| AIM OF THE TASK |
Copy each entry as it stands, leaving nothing out.

| DATA SECTION |
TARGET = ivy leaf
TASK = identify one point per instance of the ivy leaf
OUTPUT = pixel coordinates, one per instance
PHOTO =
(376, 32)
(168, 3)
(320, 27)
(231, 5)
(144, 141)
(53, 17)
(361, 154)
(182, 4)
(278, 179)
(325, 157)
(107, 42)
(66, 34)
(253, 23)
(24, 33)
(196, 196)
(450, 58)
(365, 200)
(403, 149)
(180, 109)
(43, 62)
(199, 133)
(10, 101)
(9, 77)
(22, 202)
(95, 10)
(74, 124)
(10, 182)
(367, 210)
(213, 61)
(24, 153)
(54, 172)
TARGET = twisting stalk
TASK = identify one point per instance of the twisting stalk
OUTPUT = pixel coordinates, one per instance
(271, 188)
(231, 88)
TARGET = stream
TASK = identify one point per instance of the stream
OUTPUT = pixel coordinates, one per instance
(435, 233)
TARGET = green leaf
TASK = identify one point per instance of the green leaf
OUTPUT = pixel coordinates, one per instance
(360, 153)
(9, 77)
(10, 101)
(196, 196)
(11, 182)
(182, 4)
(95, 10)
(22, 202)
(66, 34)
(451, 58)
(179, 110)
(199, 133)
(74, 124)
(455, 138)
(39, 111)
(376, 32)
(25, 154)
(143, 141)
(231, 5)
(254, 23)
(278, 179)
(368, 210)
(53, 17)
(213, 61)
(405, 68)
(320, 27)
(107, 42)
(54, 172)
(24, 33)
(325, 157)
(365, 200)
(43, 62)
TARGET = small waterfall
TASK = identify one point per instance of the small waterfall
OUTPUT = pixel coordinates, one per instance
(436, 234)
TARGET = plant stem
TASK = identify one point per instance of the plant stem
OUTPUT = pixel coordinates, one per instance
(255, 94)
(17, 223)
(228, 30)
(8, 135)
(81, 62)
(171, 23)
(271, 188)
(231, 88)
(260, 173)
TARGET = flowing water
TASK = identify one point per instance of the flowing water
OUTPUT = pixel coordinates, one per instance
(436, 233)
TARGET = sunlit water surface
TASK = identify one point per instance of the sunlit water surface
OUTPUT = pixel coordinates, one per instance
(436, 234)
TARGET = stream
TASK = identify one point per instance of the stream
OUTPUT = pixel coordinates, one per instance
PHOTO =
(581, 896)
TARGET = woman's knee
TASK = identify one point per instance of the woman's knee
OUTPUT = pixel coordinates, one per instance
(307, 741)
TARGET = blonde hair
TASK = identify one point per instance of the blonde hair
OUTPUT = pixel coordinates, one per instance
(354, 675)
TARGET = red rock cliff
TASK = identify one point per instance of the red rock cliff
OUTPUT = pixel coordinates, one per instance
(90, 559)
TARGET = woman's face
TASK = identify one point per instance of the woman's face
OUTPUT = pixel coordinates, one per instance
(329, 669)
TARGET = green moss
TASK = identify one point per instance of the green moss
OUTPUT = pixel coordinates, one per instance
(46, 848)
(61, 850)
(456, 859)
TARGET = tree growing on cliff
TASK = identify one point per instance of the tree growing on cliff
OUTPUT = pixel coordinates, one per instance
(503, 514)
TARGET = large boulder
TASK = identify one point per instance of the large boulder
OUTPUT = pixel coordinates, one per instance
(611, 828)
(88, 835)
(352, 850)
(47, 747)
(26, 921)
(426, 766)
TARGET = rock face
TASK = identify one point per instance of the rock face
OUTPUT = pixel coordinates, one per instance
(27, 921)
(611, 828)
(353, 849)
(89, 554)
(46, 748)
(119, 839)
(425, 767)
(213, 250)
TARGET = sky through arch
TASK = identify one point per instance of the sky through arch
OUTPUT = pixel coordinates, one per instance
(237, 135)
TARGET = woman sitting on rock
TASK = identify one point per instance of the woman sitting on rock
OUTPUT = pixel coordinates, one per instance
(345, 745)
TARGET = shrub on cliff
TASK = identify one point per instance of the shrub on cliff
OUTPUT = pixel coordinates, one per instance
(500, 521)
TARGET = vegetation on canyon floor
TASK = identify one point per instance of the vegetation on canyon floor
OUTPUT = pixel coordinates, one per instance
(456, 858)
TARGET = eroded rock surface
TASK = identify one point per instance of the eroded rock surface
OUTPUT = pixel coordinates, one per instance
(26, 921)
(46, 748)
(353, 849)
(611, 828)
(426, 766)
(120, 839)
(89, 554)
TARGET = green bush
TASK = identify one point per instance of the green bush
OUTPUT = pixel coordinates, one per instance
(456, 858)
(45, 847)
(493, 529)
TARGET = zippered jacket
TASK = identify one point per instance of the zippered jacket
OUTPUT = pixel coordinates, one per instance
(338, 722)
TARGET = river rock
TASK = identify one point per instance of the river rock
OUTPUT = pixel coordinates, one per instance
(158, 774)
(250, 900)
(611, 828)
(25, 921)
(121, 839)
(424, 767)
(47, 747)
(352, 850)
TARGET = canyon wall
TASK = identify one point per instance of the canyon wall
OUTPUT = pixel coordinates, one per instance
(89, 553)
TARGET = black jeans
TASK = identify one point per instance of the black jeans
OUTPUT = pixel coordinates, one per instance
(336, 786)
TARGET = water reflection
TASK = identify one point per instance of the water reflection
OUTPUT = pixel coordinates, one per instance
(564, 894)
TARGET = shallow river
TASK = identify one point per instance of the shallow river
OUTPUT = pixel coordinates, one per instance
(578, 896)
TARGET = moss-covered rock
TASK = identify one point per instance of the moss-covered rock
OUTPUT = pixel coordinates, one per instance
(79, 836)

| RESPONSE TO THE EXERCISE |
TARGET = ivy leaf
TASK = identify one point per instance of the ivy leaf
OUTPUT = pixel coordinates, one per instance
PHOTO =
(376, 32)
(168, 3)
(320, 27)
(231, 5)
(144, 141)
(53, 17)
(361, 154)
(182, 4)
(278, 179)
(325, 157)
(107, 42)
(66, 34)
(253, 23)
(24, 33)
(196, 196)
(450, 58)
(365, 200)
(403, 149)
(180, 109)
(43, 62)
(199, 133)
(10, 101)
(9, 77)
(22, 202)
(95, 10)
(74, 124)
(10, 182)
(367, 210)
(213, 61)
(24, 153)
(54, 172)
TARGET = twisting stalk
TASK = identify one point per instance of the twisting stalk
OUTPUT = pixel coordinates, one per instance
(271, 188)
(231, 88)
TARGET = stream
TASK = identify one point per instance of the stream
OUTPUT = pixel coordinates, one per instance
(435, 233)
TARGET = green leaf
TASK = identify one point per instance of the green leaf
OUTPUT = pixel coordinates, one per instance
(360, 153)
(9, 77)
(10, 101)
(196, 196)
(11, 182)
(182, 4)
(95, 10)
(22, 202)
(66, 34)
(451, 58)
(179, 110)
(199, 133)
(74, 124)
(455, 138)
(39, 111)
(376, 32)
(25, 154)
(143, 141)
(231, 5)
(254, 23)
(278, 179)
(368, 210)
(53, 17)
(213, 61)
(405, 68)
(320, 27)
(107, 42)
(54, 172)
(24, 33)
(325, 157)
(365, 200)
(43, 62)
TARGET = small waterfall
TASK = identify one point per instance of the small waterfall
OUTPUT = pixel coordinates, one per instance
(436, 234)
TARGET = plant stem
TASK = identify one point per instance of the plant stem
OUTPUT = pixel coordinates, one per instance
(255, 94)
(17, 223)
(228, 30)
(8, 135)
(81, 62)
(171, 23)
(271, 188)
(231, 88)
(260, 173)
TARGET = flowing water
TASK = identify one point per instance of the flowing water
OUTPUT = pixel coordinates, one per instance
(436, 233)
TARGET = sunlit water surface
TASK = identify one point per instance of the sunlit water surface
OUTPUT = pixel coordinates, one per instance
(436, 234)
TARGET = stream
TASK = identify one point per instance of the stream
OUTPUT = pixel coordinates, one per instance
PHOTO =
(581, 896)
TARGET = woman's knee
TASK = identify one point per instance of the woman's knee
OUTPUT = pixel coordinates, one per instance
(307, 741)
TARGET = blonde hair
TASK = identify one point per instance of the blonde hair
OUTPUT = pixel coordinates, one per instance
(354, 675)
TARGET = red rock cliff
TASK = identify one point per instance of the red rock cliff
OUTPUT = pixel coordinates, one per instance
(90, 559)
TARGET = woman's face
TASK = identify one point per instance of the woman's face
OUTPUT = pixel coordinates, one per instance
(329, 669)
TARGET = green moss
TASK = identify one point per instance of the green moss
OUTPUT = pixel coordinates, one per instance
(46, 848)
(61, 850)
(456, 859)
TARGET = tree growing on cliff
TASK = identify one point per instance of the tree growing on cliff
OUTPUT = pixel coordinates, one per instance
(503, 514)
TARGET = large boulder
TASK = identify one point per instance of the large boulder
OUTPUT = pixel coordinates, one per instance
(611, 828)
(88, 835)
(352, 850)
(47, 747)
(26, 921)
(426, 766)
TARGET = rock face
TASK = identify one point per instance of the rock face
OUTPUT = pixel coordinates, one per instance
(27, 921)
(611, 828)
(353, 849)
(89, 554)
(46, 748)
(119, 839)
(425, 767)
(213, 250)
TARGET = sky through arch
TASK = identify one point per instance of the sky through arch
OUTPUT = pixel coordinates, one per instance
(237, 135)
TARGET = woman sitting on rock
TASK = identify one point per instance of the woman sitting on rock
OUTPUT = pixel coordinates, one per instance
(345, 745)
TARGET = shrub on cliff
TASK = identify one point per instance of the shrub on cliff
OUTPUT = pixel coordinates, one per instance
(500, 521)
TARGET = vegetation on canyon floor
TASK = identify one point per instance of the vegetation on canyon floor
OUTPUT = pixel coordinates, one per instance
(456, 858)
TARGET = eroded rock surface
TASK = identify one point per instance of the eroded rock surface
OUTPUT = pixel coordinates, one per instance
(26, 921)
(46, 748)
(353, 849)
(611, 828)
(426, 766)
(120, 839)
(89, 554)
TARGET = green bush
TASK = identify one point per instance of the green bush
OUTPUT = pixel coordinates, one per instance
(456, 858)
(45, 847)
(493, 529)
TARGET = zippered jacket
TASK = identify one point per instance of the zippered jacket
OUTPUT = pixel coordinates, one per instance
(338, 722)
TARGET = river rock
TASK = identify one point per instance of the river rock
OUTPUT = pixel coordinates, one per instance
(158, 774)
(250, 900)
(611, 828)
(25, 921)
(121, 839)
(424, 767)
(47, 747)
(352, 850)
TARGET = canyon wall
TASK = identify one point per instance of the canyon wall
OUTPUT = pixel coordinates, one per instance
(89, 553)
TARGET = black jeans
TASK = identify one point per instance of the black jeans
OUTPUT = pixel coordinates, one per instance
(336, 786)
TARGET = water reflection
TASK = identify one point per instance of the water reflection
OUTPUT = pixel coordinates, one per instance
(564, 894)
TARGET = shallow river
TASK = identify one point per instance of the shallow river
OUTPUT = pixel coordinates, one per instance
(578, 896)
TARGET = moss-covered rock
TASK = identify one point per instance of the moss-covered rock
OUTPUT = pixel coordinates, one per instance
(79, 836)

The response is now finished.